Collected data entries —

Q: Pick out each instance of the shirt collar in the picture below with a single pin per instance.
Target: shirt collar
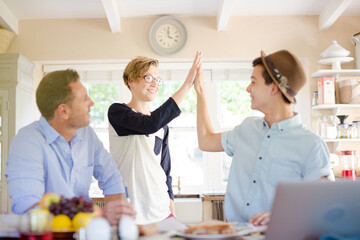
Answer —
(51, 135)
(285, 124)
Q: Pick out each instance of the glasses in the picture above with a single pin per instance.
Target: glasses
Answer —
(150, 79)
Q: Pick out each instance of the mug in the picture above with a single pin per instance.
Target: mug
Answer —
(36, 225)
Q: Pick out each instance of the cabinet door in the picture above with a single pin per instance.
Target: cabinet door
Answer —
(3, 150)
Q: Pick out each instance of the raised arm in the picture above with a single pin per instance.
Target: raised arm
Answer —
(189, 81)
(208, 139)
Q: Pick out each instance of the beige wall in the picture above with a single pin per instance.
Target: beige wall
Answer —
(41, 40)
(52, 40)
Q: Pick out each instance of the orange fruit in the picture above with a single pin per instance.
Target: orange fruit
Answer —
(62, 223)
(81, 219)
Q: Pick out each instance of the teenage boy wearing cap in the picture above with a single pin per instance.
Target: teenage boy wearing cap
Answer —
(269, 149)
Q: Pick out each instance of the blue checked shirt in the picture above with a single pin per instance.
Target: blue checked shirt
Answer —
(263, 156)
(40, 161)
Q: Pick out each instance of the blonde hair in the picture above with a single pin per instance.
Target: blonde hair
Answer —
(54, 90)
(137, 68)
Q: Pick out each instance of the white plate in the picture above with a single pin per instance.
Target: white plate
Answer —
(337, 59)
(207, 236)
(239, 231)
(335, 54)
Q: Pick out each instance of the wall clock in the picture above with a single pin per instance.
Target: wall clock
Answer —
(167, 36)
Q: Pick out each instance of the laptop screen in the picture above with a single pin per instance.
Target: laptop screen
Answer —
(309, 210)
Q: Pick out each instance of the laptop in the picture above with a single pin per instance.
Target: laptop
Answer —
(309, 210)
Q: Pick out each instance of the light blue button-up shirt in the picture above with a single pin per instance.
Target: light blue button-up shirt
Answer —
(41, 160)
(263, 156)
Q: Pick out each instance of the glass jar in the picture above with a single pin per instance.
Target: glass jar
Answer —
(353, 130)
(331, 129)
(348, 160)
(315, 98)
(356, 125)
(318, 125)
(343, 130)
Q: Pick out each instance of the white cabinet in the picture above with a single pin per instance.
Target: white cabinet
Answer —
(16, 89)
(337, 74)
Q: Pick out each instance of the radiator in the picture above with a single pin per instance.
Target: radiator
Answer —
(218, 209)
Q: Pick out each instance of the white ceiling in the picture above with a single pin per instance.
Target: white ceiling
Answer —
(11, 11)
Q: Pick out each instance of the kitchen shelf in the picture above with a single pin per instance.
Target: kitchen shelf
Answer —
(336, 140)
(336, 73)
(335, 107)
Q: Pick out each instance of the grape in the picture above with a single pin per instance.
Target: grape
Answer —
(72, 206)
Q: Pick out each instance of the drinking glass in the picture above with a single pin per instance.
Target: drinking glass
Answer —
(36, 226)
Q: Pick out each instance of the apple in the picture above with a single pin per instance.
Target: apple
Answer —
(47, 199)
(40, 220)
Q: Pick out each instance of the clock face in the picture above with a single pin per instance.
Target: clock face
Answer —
(168, 36)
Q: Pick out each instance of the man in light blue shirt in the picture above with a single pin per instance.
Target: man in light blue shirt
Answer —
(269, 149)
(60, 153)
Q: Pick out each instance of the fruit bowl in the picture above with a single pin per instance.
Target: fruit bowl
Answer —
(64, 235)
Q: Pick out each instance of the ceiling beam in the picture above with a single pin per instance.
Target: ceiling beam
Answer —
(332, 12)
(7, 19)
(113, 15)
(224, 14)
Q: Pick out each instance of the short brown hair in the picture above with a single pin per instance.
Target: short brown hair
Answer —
(137, 68)
(54, 90)
(266, 76)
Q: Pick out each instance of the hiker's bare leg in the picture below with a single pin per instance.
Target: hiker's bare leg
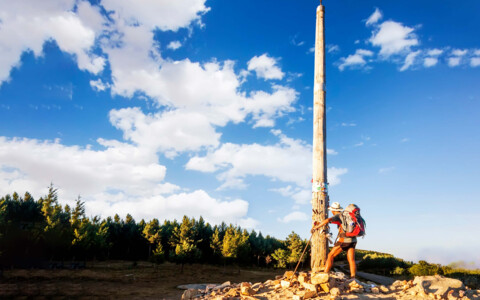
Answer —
(351, 261)
(331, 255)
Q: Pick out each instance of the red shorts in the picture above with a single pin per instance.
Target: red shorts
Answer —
(345, 246)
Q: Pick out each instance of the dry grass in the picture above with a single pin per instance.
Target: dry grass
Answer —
(120, 280)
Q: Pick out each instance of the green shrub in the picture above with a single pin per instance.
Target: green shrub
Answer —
(424, 269)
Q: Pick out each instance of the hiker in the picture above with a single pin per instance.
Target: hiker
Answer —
(343, 243)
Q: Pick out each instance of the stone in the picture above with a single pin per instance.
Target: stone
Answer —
(335, 292)
(285, 284)
(451, 296)
(309, 294)
(232, 293)
(257, 286)
(384, 289)
(319, 278)
(325, 287)
(190, 294)
(247, 291)
(356, 290)
(223, 285)
(437, 284)
(302, 278)
(355, 284)
(422, 294)
(309, 286)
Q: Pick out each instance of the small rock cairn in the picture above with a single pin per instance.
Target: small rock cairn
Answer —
(335, 286)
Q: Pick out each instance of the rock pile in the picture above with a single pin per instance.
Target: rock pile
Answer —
(335, 286)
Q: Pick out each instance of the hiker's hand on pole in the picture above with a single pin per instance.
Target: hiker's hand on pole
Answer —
(316, 225)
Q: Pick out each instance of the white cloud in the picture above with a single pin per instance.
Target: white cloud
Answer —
(386, 170)
(475, 61)
(174, 45)
(169, 132)
(264, 106)
(374, 18)
(359, 144)
(393, 38)
(356, 60)
(98, 85)
(333, 48)
(331, 152)
(50, 21)
(265, 67)
(165, 15)
(454, 61)
(457, 57)
(435, 52)
(121, 179)
(294, 216)
(459, 52)
(409, 60)
(430, 62)
(288, 161)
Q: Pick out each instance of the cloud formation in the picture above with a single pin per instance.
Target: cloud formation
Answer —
(265, 67)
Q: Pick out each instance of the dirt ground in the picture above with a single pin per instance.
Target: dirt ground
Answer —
(120, 280)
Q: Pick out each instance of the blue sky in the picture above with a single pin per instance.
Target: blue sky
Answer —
(205, 108)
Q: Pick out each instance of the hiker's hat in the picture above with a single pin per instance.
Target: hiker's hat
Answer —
(335, 207)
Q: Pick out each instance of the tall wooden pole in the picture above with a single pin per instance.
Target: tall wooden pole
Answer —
(319, 182)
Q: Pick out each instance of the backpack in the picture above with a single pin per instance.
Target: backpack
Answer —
(354, 225)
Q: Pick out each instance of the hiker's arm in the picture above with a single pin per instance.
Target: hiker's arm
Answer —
(323, 223)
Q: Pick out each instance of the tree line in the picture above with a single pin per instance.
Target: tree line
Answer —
(34, 232)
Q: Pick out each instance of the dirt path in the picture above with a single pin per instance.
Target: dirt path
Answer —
(120, 280)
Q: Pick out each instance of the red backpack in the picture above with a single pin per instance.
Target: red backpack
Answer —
(354, 225)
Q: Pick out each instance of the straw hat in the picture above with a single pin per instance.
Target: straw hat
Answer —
(335, 207)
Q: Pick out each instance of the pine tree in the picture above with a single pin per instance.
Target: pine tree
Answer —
(184, 243)
(295, 247)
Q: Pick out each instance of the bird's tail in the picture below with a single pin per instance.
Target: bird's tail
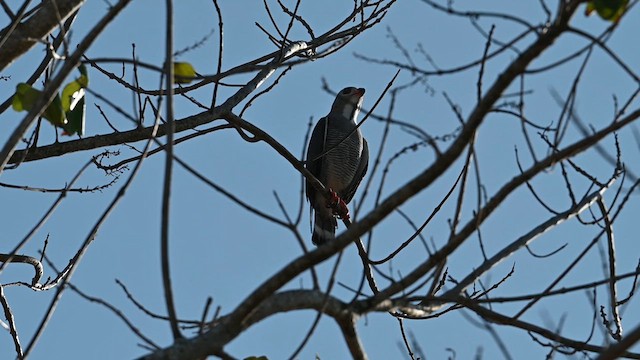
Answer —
(324, 228)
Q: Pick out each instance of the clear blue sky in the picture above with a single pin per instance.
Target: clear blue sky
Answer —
(218, 250)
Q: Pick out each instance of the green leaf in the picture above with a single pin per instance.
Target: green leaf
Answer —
(610, 10)
(183, 72)
(26, 96)
(73, 103)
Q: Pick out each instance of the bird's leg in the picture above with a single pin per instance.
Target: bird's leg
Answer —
(338, 206)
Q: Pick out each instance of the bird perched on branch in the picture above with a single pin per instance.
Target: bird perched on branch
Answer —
(338, 156)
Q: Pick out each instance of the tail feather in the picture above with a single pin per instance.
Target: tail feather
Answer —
(324, 229)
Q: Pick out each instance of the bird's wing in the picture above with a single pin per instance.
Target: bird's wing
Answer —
(350, 190)
(316, 147)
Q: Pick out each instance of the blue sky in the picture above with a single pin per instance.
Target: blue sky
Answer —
(218, 250)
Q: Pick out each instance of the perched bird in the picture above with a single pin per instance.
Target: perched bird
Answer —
(338, 156)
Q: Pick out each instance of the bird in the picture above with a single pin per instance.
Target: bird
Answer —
(338, 156)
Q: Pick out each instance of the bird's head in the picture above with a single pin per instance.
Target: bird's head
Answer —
(348, 102)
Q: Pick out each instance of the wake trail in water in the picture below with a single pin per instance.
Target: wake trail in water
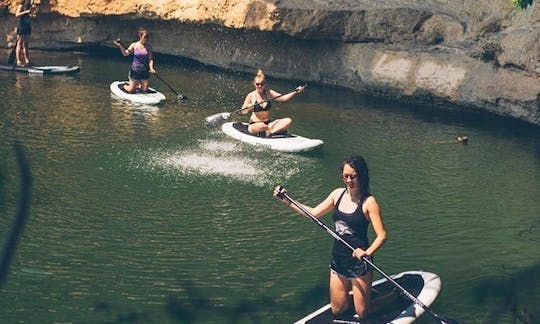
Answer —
(229, 160)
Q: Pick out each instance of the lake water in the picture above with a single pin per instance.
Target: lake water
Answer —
(142, 214)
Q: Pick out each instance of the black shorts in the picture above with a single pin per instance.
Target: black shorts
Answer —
(350, 267)
(139, 75)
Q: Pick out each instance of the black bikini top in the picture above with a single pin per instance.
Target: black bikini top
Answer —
(257, 107)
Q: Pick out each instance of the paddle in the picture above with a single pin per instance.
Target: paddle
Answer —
(179, 96)
(442, 319)
(219, 118)
(11, 59)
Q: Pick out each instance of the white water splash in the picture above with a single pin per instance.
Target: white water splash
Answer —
(206, 163)
(231, 160)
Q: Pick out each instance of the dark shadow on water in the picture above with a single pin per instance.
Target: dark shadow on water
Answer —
(517, 295)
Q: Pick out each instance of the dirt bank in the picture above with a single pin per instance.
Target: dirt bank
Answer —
(480, 54)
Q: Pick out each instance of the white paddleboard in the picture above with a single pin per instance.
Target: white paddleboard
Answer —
(398, 309)
(290, 143)
(151, 97)
(42, 69)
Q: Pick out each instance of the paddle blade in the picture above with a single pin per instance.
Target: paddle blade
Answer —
(216, 120)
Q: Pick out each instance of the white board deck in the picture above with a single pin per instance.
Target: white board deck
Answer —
(152, 97)
(290, 143)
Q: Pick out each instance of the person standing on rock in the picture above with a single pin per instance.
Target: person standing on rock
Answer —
(142, 64)
(25, 11)
(258, 102)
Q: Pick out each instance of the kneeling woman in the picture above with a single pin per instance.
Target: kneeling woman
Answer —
(143, 62)
(258, 102)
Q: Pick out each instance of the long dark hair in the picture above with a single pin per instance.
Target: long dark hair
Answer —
(359, 165)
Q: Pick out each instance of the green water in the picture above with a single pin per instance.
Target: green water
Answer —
(142, 214)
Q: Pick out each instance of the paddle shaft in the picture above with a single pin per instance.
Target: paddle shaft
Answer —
(268, 100)
(337, 237)
(178, 95)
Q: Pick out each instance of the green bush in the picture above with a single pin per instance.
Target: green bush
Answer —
(522, 4)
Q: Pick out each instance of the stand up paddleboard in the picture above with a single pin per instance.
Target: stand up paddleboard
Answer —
(387, 303)
(151, 97)
(45, 69)
(289, 143)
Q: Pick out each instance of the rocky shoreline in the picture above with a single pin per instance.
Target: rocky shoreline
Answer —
(486, 60)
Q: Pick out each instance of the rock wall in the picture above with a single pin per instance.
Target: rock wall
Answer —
(479, 54)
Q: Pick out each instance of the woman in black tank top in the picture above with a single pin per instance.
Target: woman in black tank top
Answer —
(354, 208)
(260, 121)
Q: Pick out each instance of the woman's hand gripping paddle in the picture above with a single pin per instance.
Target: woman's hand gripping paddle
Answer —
(282, 194)
(219, 118)
(179, 97)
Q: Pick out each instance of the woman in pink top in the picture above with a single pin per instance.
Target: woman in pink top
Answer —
(142, 64)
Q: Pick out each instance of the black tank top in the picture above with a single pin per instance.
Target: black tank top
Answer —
(350, 227)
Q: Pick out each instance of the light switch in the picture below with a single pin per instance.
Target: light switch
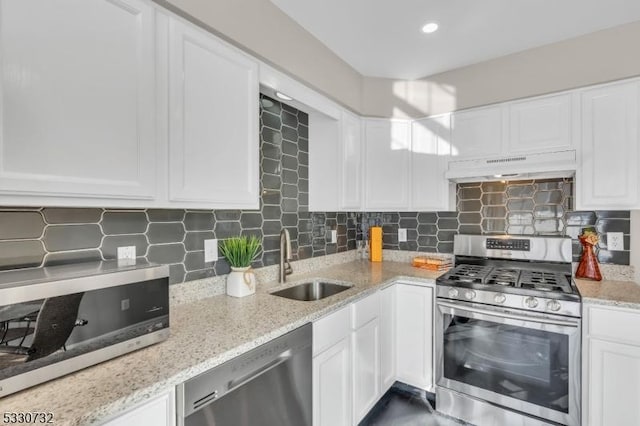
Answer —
(211, 250)
(615, 241)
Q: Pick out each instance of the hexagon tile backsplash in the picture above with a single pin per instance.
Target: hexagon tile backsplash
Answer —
(47, 236)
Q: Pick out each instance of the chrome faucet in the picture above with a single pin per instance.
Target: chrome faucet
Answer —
(285, 255)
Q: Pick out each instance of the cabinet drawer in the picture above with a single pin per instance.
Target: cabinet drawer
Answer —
(329, 330)
(365, 310)
(614, 324)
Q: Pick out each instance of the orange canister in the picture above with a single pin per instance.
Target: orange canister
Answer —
(375, 244)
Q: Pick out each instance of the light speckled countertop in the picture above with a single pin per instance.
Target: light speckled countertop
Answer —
(607, 292)
(204, 334)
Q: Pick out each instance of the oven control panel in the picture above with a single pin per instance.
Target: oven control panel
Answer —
(510, 244)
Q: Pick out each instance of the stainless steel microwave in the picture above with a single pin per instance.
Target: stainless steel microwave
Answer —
(59, 319)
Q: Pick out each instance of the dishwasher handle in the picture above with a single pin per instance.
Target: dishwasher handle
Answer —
(283, 357)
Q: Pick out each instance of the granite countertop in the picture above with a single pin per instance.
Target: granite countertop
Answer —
(204, 334)
(607, 292)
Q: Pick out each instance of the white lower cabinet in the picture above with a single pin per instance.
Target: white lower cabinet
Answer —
(414, 335)
(365, 346)
(362, 349)
(159, 411)
(387, 338)
(332, 381)
(611, 367)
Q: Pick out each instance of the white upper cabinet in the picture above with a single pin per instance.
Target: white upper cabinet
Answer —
(540, 124)
(608, 175)
(430, 153)
(350, 160)
(387, 162)
(213, 122)
(77, 102)
(477, 132)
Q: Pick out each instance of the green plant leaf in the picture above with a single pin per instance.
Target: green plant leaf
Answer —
(240, 251)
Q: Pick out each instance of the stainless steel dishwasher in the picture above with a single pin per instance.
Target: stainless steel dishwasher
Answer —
(269, 385)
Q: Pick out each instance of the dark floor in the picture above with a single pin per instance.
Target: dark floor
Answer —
(403, 405)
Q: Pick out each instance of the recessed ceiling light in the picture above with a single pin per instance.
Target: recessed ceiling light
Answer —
(429, 28)
(283, 96)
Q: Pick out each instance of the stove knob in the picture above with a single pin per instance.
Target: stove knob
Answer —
(553, 305)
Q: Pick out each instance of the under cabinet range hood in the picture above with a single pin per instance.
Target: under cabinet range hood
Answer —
(546, 165)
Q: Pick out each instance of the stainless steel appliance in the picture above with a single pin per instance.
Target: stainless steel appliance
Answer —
(60, 319)
(508, 332)
(269, 385)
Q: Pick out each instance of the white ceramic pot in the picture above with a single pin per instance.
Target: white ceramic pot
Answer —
(241, 282)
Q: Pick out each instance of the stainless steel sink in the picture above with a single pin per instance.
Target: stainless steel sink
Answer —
(313, 290)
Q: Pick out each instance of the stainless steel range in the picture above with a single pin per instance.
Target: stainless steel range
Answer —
(508, 332)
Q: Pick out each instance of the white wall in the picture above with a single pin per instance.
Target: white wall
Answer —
(602, 56)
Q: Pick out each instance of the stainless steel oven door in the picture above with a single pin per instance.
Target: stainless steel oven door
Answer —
(527, 362)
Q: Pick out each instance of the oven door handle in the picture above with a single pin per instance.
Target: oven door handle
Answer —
(512, 316)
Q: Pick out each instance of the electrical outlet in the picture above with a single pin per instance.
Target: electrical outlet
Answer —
(615, 241)
(127, 253)
(211, 250)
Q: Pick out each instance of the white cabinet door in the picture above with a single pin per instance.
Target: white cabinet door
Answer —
(159, 411)
(213, 124)
(477, 132)
(430, 153)
(608, 174)
(414, 335)
(350, 160)
(387, 338)
(366, 368)
(77, 101)
(539, 125)
(614, 384)
(387, 162)
(332, 385)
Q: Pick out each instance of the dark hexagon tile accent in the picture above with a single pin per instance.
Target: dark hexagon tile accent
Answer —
(20, 225)
(64, 258)
(199, 221)
(21, 254)
(270, 120)
(251, 220)
(72, 237)
(115, 222)
(625, 214)
(227, 229)
(170, 232)
(581, 218)
(165, 215)
(194, 240)
(200, 275)
(110, 245)
(194, 261)
(176, 273)
(166, 253)
(71, 215)
(222, 215)
(427, 217)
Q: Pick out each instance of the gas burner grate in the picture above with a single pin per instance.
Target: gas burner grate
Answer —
(545, 281)
(507, 277)
(469, 273)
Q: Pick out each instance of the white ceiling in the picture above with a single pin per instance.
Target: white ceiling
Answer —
(382, 38)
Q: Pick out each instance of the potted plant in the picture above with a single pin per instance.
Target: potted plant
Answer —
(240, 252)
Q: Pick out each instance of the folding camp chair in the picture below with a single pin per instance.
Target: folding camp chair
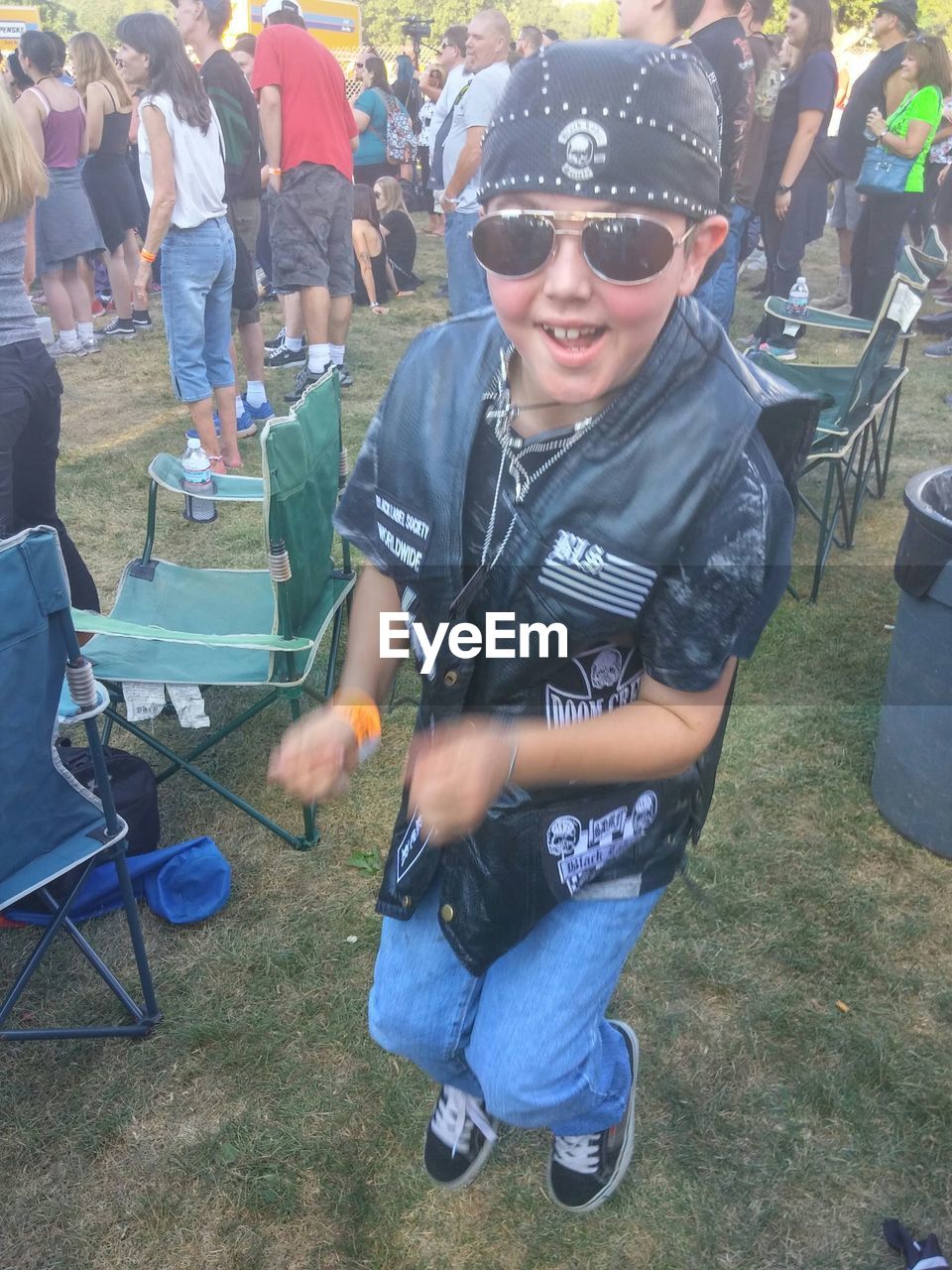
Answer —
(243, 627)
(853, 439)
(49, 822)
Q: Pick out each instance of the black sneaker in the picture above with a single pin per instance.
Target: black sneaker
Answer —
(285, 356)
(460, 1138)
(302, 381)
(588, 1167)
(119, 327)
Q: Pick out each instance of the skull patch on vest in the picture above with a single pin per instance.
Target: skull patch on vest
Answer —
(580, 148)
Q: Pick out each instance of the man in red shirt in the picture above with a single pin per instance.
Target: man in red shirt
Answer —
(309, 136)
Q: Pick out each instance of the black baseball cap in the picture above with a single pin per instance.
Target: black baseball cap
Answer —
(906, 10)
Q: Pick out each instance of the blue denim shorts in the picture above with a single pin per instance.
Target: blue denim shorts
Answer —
(198, 271)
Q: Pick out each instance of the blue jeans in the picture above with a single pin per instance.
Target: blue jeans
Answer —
(467, 278)
(530, 1038)
(720, 291)
(198, 271)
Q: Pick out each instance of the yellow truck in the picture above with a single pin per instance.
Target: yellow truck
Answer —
(336, 23)
(14, 19)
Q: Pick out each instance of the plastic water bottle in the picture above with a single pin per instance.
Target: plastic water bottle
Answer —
(798, 299)
(197, 479)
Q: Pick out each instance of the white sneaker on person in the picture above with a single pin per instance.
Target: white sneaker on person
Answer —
(59, 349)
(460, 1138)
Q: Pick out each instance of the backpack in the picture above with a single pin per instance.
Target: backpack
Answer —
(402, 140)
(769, 85)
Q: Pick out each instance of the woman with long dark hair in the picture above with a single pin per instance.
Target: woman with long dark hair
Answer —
(398, 232)
(66, 227)
(16, 81)
(907, 132)
(792, 197)
(30, 399)
(182, 172)
(371, 111)
(105, 173)
(372, 276)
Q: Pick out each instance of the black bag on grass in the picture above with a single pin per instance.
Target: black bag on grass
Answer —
(135, 793)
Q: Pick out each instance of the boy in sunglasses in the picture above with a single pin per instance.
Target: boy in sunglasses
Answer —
(590, 452)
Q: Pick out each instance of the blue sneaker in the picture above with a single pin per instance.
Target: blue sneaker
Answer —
(259, 413)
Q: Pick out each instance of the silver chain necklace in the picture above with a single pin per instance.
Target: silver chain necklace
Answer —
(513, 447)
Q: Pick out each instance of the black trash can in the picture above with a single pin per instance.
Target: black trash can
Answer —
(911, 779)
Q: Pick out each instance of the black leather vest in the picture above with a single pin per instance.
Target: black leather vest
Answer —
(585, 550)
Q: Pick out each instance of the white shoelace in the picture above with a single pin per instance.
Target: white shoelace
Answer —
(579, 1153)
(454, 1116)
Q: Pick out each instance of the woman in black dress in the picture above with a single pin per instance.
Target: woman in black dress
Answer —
(398, 231)
(372, 276)
(792, 197)
(105, 173)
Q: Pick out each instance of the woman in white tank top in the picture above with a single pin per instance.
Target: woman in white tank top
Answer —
(180, 157)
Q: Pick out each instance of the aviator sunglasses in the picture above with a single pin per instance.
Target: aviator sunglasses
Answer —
(619, 246)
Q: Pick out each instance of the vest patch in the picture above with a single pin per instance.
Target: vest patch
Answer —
(587, 572)
(412, 847)
(599, 683)
(402, 545)
(581, 852)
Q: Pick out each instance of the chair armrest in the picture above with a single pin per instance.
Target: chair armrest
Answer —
(99, 625)
(67, 710)
(821, 318)
(166, 470)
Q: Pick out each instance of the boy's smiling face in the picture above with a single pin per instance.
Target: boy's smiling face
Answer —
(580, 338)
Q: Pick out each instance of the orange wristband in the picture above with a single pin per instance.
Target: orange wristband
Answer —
(361, 711)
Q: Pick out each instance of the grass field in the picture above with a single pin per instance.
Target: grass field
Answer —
(261, 1128)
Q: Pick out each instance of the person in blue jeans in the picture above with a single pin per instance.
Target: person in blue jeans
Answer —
(182, 175)
(476, 104)
(588, 463)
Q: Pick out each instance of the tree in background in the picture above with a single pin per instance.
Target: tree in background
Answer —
(100, 17)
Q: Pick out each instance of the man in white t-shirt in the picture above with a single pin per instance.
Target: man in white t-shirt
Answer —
(486, 55)
(456, 72)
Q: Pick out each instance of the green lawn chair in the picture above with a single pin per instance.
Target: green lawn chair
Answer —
(853, 439)
(244, 627)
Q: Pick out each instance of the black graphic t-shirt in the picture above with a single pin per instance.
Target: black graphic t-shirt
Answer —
(238, 114)
(711, 606)
(725, 46)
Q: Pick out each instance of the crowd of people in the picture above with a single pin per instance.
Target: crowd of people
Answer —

ASSIGNED TASK —
From the opening line of the entries above to the line containing "Target: mug", please transcribe each line exactly, skipping every picture.

OUTPUT FOR THIS EXERCISE —
Q: Pick out each instance of the shirt collar in the picture below with a single pin per instance.
Target: shirt collar
Answer —
(51, 135)
(285, 124)
Q: Pick out each instance of the glasses in the picture above with a single pin per instance.
Target: glasses
Answer —
(150, 79)
Q: Pick out each instance of the mug in the picture above with a single pin per instance.
Target: mug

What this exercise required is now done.